Supplied records —
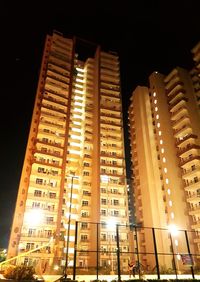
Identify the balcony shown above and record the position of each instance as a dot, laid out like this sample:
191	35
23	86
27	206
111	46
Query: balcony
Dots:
185	129
176	96
180	141
191	172
179	112
195	198
192	185
189	147
196	225
189	159
177	101
195	211
177	122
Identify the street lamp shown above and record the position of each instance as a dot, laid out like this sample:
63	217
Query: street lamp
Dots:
68	229
173	232
111	226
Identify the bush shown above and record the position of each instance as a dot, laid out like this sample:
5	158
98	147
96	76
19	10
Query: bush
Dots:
19	273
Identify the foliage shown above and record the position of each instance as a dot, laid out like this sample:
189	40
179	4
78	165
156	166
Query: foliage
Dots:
19	273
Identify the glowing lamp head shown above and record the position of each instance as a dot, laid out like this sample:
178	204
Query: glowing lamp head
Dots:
111	224
173	229
33	217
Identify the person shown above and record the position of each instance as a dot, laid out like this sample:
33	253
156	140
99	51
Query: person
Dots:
131	266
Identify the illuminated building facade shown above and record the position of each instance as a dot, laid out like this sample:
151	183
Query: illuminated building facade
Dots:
164	121
74	164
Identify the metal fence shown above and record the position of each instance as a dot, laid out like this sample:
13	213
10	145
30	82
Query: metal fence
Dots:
156	251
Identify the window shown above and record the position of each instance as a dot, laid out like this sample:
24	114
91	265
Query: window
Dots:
85	214
35	205
84	225
103	212
116	202
52	195
84	237
116	213
37	193
39	181
84	203
49	219
41	169
103	201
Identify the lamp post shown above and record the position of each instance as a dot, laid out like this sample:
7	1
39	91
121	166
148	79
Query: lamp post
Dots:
68	229
173	231
111	226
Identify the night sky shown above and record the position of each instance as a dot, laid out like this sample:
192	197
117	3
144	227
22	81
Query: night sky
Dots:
148	36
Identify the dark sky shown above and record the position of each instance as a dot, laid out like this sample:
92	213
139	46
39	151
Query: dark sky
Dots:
148	36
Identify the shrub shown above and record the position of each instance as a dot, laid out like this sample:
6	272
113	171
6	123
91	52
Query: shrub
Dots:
19	273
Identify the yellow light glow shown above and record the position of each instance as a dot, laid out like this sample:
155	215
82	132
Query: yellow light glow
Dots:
172	215
34	217
173	229
176	242
80	70
111	224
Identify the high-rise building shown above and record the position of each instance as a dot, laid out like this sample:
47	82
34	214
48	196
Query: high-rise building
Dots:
165	150
74	166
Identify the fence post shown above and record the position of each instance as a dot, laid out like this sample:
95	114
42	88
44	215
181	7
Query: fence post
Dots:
75	250
174	260
118	253
138	258
188	247
156	253
97	251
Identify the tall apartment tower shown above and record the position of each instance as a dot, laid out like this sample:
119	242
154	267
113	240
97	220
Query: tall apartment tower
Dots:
165	149
74	166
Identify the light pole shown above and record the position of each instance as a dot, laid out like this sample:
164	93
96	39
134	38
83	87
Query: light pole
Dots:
68	229
173	231
111	226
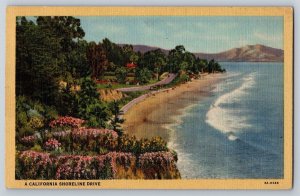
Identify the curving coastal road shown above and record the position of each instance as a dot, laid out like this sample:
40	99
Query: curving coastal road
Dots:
165	81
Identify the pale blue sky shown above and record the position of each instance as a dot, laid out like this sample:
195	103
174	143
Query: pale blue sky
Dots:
198	34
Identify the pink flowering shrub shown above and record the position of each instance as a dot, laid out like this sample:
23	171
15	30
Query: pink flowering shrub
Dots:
88	139
34	165
66	121
28	140
92	167
52	144
131	144
158	165
61	134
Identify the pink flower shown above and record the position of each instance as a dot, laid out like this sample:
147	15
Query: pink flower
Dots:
28	139
52	144
66	121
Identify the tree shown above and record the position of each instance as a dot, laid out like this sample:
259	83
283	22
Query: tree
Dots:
38	62
116	121
97	59
121	74
176	56
90	107
154	60
143	75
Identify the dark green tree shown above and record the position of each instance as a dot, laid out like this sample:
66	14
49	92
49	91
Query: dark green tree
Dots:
116	120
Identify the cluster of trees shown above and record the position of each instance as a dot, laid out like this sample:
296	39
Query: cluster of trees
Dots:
53	74
108	57
56	70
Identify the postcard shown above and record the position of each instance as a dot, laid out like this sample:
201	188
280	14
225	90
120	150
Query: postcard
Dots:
149	97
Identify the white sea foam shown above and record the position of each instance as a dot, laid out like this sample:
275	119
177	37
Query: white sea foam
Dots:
230	120
184	163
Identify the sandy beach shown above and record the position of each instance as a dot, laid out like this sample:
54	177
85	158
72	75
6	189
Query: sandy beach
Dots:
151	116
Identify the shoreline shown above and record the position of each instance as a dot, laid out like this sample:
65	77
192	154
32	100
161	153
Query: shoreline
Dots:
151	116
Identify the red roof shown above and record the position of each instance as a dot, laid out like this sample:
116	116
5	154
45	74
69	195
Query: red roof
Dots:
131	65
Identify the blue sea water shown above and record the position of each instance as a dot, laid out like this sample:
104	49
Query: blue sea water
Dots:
236	131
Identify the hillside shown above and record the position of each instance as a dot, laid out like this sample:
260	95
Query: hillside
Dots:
249	53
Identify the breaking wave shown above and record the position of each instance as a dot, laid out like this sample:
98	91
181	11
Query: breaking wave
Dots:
230	120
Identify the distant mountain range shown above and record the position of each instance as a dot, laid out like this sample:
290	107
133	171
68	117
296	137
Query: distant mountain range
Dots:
249	53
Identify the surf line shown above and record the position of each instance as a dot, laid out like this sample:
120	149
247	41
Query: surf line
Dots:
231	120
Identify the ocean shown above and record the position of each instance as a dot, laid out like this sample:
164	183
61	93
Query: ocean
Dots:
236	131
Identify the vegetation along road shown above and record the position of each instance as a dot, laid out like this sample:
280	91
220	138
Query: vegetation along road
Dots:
165	81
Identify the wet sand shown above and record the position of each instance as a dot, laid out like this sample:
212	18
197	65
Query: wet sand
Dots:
149	117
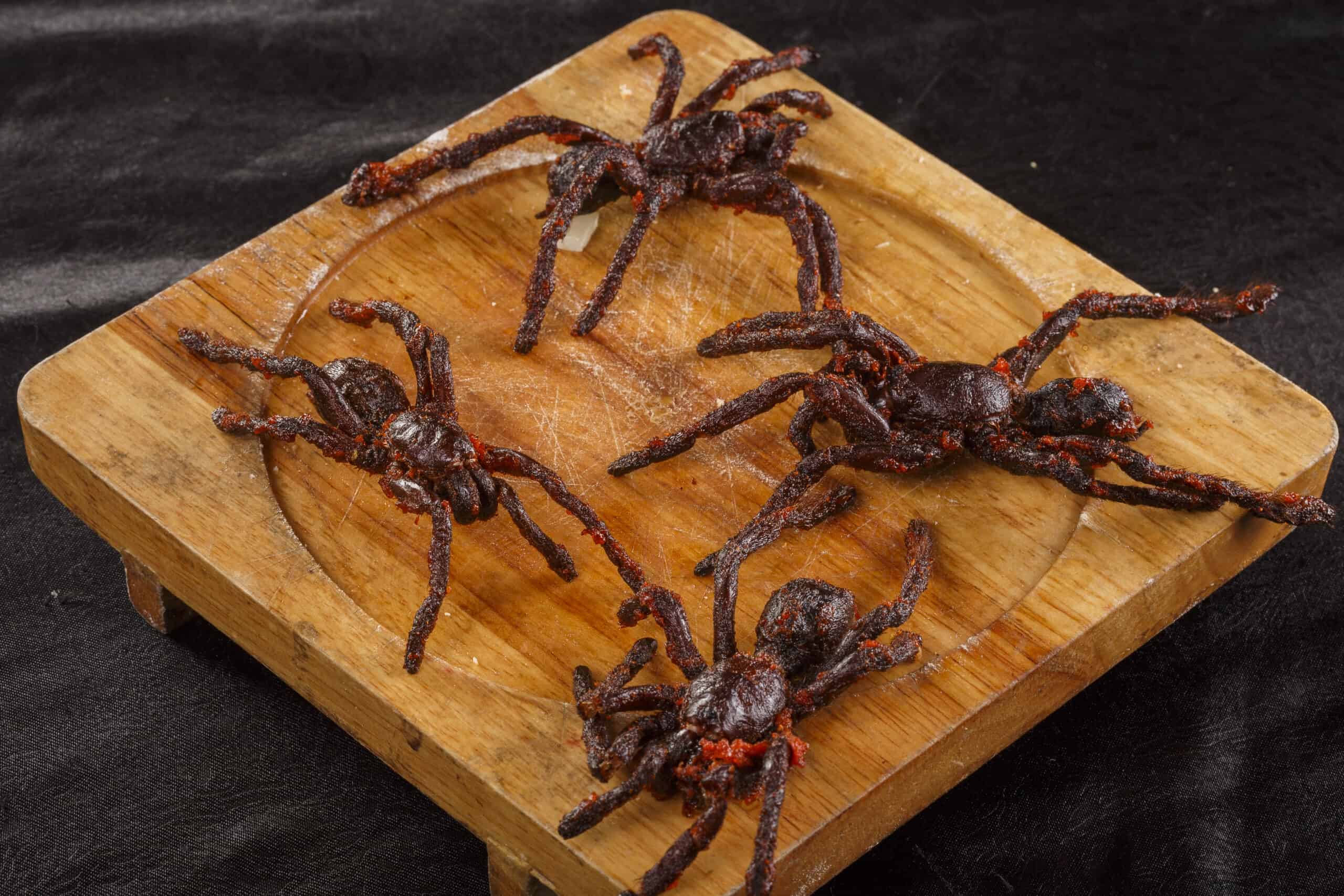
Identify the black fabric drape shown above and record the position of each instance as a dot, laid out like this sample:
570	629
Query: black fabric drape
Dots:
1184	144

Aim of the exercise —
Take the line containing "Identify the distant" through the last line of the material and retype exactly those lines, both ends included, with no pictures.

Task result —
Identify the distant mountain range shown above and record the position of each instance as a dot, laid out like this sample:
290	107
133	171
68	117
296	137
Query: distant mountain range
Dots:
249	53
Identify the surf line shown above and record the position of each instance as a dot, laid out like this sample:
120	149
247	41
Query: surf line
Dots:
231	120
Identify the ocean shown above and record the position of each instance as a dot, laid out like this sample:
164	183
61	93
Query: ocean
Dots:
236	131
Identify the vegetation along road shown above and record the position of each instance as a dot, laid out like this sample:
280	91
220	138
Query: vegetation along road
Dots:
165	81
Identify the wet sand shown above and record the position of each instance as a dot, laid out like this sample:
212	18
197	65
Query: wet sand
Dots:
149	117
Identify the black fabric drape shown above and record the position of each instance as a dot, laid out like this sample:
570	629
Query: black fabric drape
Dots:
1184	144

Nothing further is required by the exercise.